Problem to work on ▸
Repeat every line of the material, character for character.

(Dataset records about object locations)
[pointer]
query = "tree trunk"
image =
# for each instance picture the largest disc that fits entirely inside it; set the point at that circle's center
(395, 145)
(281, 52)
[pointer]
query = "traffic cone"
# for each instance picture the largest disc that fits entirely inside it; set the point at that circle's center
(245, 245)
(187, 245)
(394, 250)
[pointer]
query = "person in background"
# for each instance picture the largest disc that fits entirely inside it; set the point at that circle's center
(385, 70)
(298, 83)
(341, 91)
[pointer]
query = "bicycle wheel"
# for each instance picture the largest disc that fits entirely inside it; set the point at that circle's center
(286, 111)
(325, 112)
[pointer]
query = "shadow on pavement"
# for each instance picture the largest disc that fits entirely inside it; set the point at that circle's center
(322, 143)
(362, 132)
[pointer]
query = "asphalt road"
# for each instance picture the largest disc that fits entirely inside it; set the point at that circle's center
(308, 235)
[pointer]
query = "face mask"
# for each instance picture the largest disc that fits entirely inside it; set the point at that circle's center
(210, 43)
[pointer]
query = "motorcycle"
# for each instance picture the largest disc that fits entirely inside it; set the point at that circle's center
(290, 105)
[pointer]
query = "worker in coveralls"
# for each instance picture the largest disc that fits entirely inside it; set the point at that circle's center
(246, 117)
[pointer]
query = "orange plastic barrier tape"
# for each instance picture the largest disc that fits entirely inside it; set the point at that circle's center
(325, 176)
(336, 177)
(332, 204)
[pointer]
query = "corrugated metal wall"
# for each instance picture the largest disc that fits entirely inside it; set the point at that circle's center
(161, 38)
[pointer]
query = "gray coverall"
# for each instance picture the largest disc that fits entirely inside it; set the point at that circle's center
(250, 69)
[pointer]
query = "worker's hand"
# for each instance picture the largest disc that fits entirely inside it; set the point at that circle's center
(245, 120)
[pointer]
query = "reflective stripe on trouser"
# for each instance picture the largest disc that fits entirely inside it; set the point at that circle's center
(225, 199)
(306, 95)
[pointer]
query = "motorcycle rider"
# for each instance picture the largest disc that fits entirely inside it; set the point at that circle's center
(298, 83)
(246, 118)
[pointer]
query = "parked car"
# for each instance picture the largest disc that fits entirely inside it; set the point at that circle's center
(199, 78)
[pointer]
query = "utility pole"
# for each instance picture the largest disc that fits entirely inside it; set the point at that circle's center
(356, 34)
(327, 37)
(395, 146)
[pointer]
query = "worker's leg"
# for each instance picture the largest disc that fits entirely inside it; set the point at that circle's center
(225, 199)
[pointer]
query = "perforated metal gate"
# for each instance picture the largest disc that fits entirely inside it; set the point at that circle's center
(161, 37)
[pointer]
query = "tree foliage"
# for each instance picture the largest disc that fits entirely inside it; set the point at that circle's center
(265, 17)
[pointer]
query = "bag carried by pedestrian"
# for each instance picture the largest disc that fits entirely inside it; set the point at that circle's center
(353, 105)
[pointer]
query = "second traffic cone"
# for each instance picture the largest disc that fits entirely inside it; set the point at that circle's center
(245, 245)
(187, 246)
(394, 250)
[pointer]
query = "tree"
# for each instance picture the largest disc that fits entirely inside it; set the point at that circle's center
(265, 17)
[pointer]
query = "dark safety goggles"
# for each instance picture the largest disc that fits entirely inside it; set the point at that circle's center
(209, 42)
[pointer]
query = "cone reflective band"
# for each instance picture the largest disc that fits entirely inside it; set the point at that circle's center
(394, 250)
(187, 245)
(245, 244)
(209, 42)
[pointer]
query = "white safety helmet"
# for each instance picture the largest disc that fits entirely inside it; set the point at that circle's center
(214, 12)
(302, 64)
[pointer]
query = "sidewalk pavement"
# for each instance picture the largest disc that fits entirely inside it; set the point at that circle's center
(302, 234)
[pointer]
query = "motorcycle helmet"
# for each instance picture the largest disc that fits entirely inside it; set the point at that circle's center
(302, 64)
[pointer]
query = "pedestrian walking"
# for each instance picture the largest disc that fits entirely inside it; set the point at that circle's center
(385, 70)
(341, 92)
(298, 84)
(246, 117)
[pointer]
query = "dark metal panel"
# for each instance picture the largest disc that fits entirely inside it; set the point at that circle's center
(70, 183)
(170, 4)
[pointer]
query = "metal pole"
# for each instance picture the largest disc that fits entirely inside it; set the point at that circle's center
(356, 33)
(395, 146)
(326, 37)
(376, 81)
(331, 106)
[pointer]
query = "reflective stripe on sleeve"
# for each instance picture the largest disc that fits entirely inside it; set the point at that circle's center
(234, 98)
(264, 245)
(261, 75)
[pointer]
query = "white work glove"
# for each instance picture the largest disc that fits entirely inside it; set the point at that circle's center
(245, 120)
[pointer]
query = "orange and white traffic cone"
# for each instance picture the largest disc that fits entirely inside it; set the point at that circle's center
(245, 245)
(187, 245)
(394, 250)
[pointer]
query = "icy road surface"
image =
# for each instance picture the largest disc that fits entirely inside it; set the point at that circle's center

Problem solution ▸
[pointer]
query = "tree trunk"
image =
# for each instance picture the largest disc that fits entirely inside it; set the point at that circle's center
(395, 145)
(281, 52)
[pointer]
query = "traffic cone"
# for each instance picture the largest disc that fits entirely inside it; set the point at that circle's center
(245, 245)
(187, 245)
(394, 250)
[pointer]
query = "person in background"
# for each instance picture the largest disc that fits entirely inside it; set the point at that circle's center
(385, 70)
(298, 83)
(341, 91)
[pointer]
query = "bicycle wheel"
# for each instance picture the largest disc that fits entirely inside it; set the point at that circle's center
(286, 111)
(325, 112)
[pointer]
query = "shadow on pavement"
# for each instance picture the largest disc that fits entirely inside it; set the point at that circle's center
(322, 143)
(362, 132)
[pointer]
query = "asphalt road"
# for each instance picture the largest disc that fits entirely inside it; set the point at that circle's center
(308, 235)
[pointer]
query = "face mask"
# for each instance picture the largest disc that fits entirely inside it; set the point at that circle's center
(210, 43)
[pointer]
query = "motorcycle"
# for each instance picture the largest disc that fits entirely inside it; set the point at that circle's center
(290, 105)
[pointer]
query = "worker in coveralls"
# for each instance picture the largest disc that fits entirely inside it; set the point at that circle's center
(246, 117)
[pointer]
query = "orange plastic barrier tape"
# for each instance picture the largest disc that fits entirely inside it; set the point at that circle's center
(325, 176)
(336, 177)
(332, 204)
[pointer]
query = "corrugated metal wall"
# for each instance picture the largest disc that fits entirely inside it; set the point at that circle's center
(161, 38)
[pointer]
query = "gray coverall"
# for each instance picture the largest disc that fits entirely inside it; set the point at that circle's center
(250, 69)
[pointer]
query = "worker's hand"
# for each instance picture the largest disc that fits entirely inside it; set the point at that circle's center
(245, 120)
[pointer]
query = "reflective stripe on trouser"
# for each instance picture the largest disc that fits entirely inside it; set the point at that circle's center
(225, 199)
(306, 95)
[pointer]
query = "motorcycle rider"
# for each instance picture the largest disc that fits entirely inside it; set the point at that circle's center
(298, 83)
(246, 118)
[pointer]
query = "parked car"
# for each instance picture the largest disc that fits entirely inside it; set the point at that circle's center
(199, 78)
[pointer]
query = "utility pole"
# for each instance picture the largest disc that fits entirely inside it; set the point at that circle's center
(356, 34)
(327, 37)
(395, 146)
[pointer]
query = "worker's leg"
# for each instance picture the largest disc that fits entirely inside it; set the point at that circle's center
(225, 199)
[pointer]
query = "perforated metal gate"
# for each instance picture the largest disc that fits entirely inside it; set the point at that circle's center
(161, 37)
[pointer]
query = "tree foliage"
# for each instance picture the largest disc that fits entirely inside it; set the point at that circle's center
(265, 17)
[pointer]
query = "bag carried by pedestrian"
# for each instance picture the largest disc that fits entirely inside it; set the point at that circle's center
(353, 105)
[pointer]
query = "second traffic cone"
# for each instance picture the largest disc that fits entirely inside it; set the point at that circle's center
(245, 245)
(187, 246)
(394, 250)
[pointer]
query = "tree"
# for each instance picture the largest disc that fits entirely inside it; set the point at that circle's center
(265, 17)
[pointer]
query = "dark safety goggles"
# for each instance picture the largest disc that fits entirely inside it; set the point at that circle's center
(209, 42)
[pointer]
query = "cone reflective band"
# for each instance picture the largest disc that fits entirely inside it; set the point at that circle's center
(394, 250)
(187, 245)
(245, 244)
(209, 42)
[pointer]
query = "white safety helmet"
# for each instance picture the largest disc that fits entirely inside it; set the point at that circle's center
(214, 12)
(302, 64)
[pointer]
query = "sidewalk pavement"
# for each instance picture the largest disc that fits entirely inside it; set the point at that circle's center
(302, 234)
[pointer]
query = "motorcycle helmet"
# for each instance picture the largest disc that fits entirely inside it; set the point at that circle's center
(302, 64)
[pointer]
query = "pedestrian walking"
# for each instance picture the largest disc that fits entirely inside it; set the point at that circle's center
(385, 70)
(341, 92)
(298, 84)
(246, 117)
[pointer]
query = "dark metal panel"
# for each instance picture the largest disc that fits entirely inside it; set the point at that circle's center
(70, 183)
(170, 4)
[pointer]
query = "metal pole"
# for each instance picture the largest disc that fits entirely inside it; set the point at that circle's center
(356, 33)
(395, 146)
(326, 37)
(376, 81)
(331, 106)
[pointer]
query = "reflective stripe on sleeve"
# for each instance picture the largest disc that fits entirely inside it; set the point at that circle's center
(234, 98)
(264, 245)
(261, 75)
[pointer]
query = "white work glove"
# for each instance picture the largest disc that fits entirely inside it; set the point at that circle's center
(245, 120)
[pointer]
query = "orange and white traffic cone"
# for each instance picture the largest disc that fits entirely inside it; set the point at that circle's center
(245, 245)
(187, 245)
(394, 250)
[pointer]
query = "icy road surface"
image =
# for each instance picture the largest disc that fits entirely inside it; set the point at that circle's center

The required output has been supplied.